▶ **Work required**: Below are entries. Reproduce exactly the lines between the line holding "negative clicks: (57, 152)" and the line holding "box: [102, 0, 314, 136]", inclusive, and only those.

(Entries taken from a collection)
= Beginning of Section =
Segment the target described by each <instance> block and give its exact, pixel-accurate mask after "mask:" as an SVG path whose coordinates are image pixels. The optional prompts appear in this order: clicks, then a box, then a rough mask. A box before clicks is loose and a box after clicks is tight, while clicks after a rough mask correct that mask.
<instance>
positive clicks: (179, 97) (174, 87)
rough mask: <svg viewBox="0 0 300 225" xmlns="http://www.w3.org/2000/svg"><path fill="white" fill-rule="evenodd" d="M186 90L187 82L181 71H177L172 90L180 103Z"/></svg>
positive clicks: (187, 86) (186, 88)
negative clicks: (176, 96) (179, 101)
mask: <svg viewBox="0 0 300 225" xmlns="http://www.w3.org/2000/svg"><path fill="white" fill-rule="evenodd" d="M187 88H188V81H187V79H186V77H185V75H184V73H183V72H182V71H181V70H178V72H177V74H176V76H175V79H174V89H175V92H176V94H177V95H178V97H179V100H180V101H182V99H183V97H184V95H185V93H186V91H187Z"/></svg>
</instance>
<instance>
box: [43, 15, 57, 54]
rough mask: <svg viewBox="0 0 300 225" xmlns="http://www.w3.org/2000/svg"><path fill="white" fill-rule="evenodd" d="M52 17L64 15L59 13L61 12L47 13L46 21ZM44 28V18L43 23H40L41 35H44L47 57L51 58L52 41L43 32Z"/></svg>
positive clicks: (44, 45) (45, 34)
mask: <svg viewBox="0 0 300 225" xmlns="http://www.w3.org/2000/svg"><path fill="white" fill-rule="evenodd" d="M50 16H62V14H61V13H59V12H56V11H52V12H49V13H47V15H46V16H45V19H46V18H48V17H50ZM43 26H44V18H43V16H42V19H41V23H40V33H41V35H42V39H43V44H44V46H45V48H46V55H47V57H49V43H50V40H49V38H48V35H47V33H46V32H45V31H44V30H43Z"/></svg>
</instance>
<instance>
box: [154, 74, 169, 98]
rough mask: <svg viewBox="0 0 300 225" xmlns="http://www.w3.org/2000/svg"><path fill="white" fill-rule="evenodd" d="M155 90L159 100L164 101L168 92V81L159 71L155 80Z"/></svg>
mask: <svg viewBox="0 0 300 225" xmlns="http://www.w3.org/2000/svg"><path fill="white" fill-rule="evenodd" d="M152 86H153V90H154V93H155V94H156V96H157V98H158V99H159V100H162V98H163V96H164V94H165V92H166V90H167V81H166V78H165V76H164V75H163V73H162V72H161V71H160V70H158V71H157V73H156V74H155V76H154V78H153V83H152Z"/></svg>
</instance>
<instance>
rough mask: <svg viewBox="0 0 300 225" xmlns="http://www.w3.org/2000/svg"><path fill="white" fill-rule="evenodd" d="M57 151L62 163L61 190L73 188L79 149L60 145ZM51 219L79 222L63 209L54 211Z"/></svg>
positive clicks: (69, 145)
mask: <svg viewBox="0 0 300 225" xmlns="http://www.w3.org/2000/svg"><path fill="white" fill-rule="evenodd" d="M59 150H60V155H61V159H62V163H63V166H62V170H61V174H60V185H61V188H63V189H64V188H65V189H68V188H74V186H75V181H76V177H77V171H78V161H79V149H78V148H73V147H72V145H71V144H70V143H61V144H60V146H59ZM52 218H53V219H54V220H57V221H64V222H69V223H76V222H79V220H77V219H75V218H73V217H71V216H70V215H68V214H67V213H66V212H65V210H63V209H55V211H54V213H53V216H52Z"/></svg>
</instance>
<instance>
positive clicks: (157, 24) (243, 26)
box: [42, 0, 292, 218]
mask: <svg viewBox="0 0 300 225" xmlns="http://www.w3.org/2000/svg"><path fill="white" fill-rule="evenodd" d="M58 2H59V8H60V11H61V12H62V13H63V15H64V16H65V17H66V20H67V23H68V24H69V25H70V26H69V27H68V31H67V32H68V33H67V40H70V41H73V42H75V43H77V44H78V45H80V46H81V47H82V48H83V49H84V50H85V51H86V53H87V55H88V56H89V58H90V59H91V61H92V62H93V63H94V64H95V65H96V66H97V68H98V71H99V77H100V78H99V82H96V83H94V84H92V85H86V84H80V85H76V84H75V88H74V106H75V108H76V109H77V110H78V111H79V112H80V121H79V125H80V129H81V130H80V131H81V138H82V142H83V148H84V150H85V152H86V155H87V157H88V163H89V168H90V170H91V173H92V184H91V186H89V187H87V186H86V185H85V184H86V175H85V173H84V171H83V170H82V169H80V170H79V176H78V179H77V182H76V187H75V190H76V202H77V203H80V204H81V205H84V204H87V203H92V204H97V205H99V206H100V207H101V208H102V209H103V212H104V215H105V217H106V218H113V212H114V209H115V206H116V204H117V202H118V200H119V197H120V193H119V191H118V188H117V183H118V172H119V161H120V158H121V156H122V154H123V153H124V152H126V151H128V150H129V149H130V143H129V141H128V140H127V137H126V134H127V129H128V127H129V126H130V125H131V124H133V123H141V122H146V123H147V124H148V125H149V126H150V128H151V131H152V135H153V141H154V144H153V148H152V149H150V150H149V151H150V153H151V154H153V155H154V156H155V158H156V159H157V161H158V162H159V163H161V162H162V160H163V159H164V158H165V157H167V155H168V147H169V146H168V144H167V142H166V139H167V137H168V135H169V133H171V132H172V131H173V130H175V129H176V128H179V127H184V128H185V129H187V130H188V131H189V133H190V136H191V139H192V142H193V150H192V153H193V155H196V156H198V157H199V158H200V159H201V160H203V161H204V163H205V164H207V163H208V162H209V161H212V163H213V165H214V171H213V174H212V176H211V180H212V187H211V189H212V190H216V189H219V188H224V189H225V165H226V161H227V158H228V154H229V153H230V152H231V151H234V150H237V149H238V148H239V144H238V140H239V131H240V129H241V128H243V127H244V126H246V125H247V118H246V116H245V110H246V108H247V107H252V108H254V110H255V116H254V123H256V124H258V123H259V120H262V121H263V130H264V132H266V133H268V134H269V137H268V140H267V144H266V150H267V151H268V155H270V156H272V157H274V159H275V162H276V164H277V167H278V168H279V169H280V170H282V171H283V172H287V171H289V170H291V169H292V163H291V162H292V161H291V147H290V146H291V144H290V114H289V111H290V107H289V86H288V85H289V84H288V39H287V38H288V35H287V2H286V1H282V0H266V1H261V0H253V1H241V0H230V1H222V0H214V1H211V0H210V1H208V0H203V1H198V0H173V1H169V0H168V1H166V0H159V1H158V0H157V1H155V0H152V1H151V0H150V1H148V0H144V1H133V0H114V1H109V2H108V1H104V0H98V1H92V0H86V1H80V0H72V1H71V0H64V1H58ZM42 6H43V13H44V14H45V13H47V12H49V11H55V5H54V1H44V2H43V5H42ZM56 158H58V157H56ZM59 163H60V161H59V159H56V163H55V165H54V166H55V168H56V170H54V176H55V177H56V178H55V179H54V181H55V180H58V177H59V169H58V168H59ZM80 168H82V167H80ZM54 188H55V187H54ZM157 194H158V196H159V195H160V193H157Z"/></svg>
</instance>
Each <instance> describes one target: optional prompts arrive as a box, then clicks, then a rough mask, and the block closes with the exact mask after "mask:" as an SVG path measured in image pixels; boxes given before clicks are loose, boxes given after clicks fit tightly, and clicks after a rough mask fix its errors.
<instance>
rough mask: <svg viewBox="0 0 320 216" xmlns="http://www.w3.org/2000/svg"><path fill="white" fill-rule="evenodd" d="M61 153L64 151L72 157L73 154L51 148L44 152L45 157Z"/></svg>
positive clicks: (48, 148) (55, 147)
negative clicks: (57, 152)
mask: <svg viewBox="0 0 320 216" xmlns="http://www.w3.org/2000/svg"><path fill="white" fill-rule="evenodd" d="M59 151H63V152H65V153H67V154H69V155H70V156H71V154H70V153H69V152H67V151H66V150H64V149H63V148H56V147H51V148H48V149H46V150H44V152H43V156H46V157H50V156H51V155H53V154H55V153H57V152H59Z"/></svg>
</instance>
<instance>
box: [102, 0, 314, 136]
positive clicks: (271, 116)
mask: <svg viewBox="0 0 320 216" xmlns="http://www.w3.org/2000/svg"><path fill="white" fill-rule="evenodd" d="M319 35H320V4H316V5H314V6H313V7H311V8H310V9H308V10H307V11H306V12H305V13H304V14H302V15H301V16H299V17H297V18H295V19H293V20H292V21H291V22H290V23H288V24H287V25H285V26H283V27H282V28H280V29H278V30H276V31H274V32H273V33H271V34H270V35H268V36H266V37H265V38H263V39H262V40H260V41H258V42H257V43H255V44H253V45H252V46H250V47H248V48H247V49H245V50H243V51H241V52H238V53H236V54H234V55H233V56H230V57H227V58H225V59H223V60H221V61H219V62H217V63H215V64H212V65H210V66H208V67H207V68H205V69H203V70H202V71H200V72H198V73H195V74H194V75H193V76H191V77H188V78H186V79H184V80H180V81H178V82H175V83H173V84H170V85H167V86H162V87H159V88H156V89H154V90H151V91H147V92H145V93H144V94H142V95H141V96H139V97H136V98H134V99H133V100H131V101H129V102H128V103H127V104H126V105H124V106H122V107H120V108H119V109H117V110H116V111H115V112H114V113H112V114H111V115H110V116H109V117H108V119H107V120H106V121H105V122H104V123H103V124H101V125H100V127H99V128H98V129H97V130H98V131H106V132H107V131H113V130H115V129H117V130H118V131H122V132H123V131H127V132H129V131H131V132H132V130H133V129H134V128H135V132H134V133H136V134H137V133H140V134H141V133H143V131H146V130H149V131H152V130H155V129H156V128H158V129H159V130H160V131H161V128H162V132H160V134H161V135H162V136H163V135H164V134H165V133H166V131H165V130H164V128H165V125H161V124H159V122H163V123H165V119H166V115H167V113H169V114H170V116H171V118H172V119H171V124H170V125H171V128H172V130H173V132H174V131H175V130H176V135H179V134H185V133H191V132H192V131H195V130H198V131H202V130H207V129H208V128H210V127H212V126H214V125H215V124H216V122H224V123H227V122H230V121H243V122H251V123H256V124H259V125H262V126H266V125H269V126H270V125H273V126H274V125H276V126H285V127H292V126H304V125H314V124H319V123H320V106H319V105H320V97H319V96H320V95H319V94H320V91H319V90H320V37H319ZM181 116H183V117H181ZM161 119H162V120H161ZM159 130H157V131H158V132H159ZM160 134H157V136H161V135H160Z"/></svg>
= End of Section =
▶ **Task answer**:
negative clicks: (57, 152)
mask: <svg viewBox="0 0 320 216" xmlns="http://www.w3.org/2000/svg"><path fill="white" fill-rule="evenodd" d="M59 151H63V152H65V153H67V154H69V155H70V156H71V154H70V153H69V152H67V151H66V150H64V149H63V148H56V147H51V148H48V149H46V150H44V152H43V156H46V157H50V156H51V155H53V154H55V153H57V152H59Z"/></svg>
</instance>
<instance>
box: [102, 0, 314, 136]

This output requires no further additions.